YANG, WAN, Bureau of Economic Geology, The University of Texas, Austin, TX
Abstract: Internal Geometry of Barrier-Bar-Lagoon Systems, Eocene Jackson Group, Duval County, South Texas
The Eocene Cole barrier-bar-lagoon system (150-250 ft thick), penetrated by 270 wells in a 25-mi2 study area, consists of cycles of transgressive barrier-bar sandstone and regressive lagoonal shale. Correlation of three orders of cycles (major, intermediate, and minor) establishes a cyclostratigraphic framework in which 3-D cycle stacking patterns and thickness and facies changes are delineated.
Major cycles (40-80 ft thick) represent major episodes of bar building. Cycles in the middle of a system can have aspect ratios (height:length) twice as small as those of the lower and upper cycles. Along depositional dip, the upper cycle surfaces are convex and undulating, having a shallow lee slope caused by well-developed washover fans; along depositional strike, the upper surfaces slope gently down longshore current but slope abruptly at facies transitions. Intermediate cycles (<20ft thick) are persistent. Mud-rich cycles are uniformly thick, but accreting sand-rich cycles in barrier cores are sigmoidal. Minor cycles, well developed in thick barriers, are sigmoidal and limited in extent.

DATA LINES:
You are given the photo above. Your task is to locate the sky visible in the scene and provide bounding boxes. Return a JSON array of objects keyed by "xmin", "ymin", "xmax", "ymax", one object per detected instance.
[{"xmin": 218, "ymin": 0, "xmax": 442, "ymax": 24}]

DIRECTIVE: Transcribe the abstract on the Cole barrier-bar-lagoon system word for word, from "Major cycles (40-80" to "limited in extent.". The data has no role in this work.

ANSWER TO THIS PROBLEM:
Major cycles (40-80 ft thick) represent major episodes of bar building. Cycles in the middle of a system can have aspect ratios (height:length) twice as small as those of the lower and upper cycles. Along depositional dip, the upper cycle surfaces are convex and undulating, having a shallow lee slope caused by well-developed washover fans; along depositional strike, the upper surfaces slope gently down longshore current but slope abruptly at facies transitions. Intermediate cycles (<20ft thick) are persistent. Mud-rich cycles are uniformly thick, but accreting sand-rich cycles in barrier cores are sigmoidal. Minor cycles, well developed in thick barriers, are sigmoidal and limited in extent.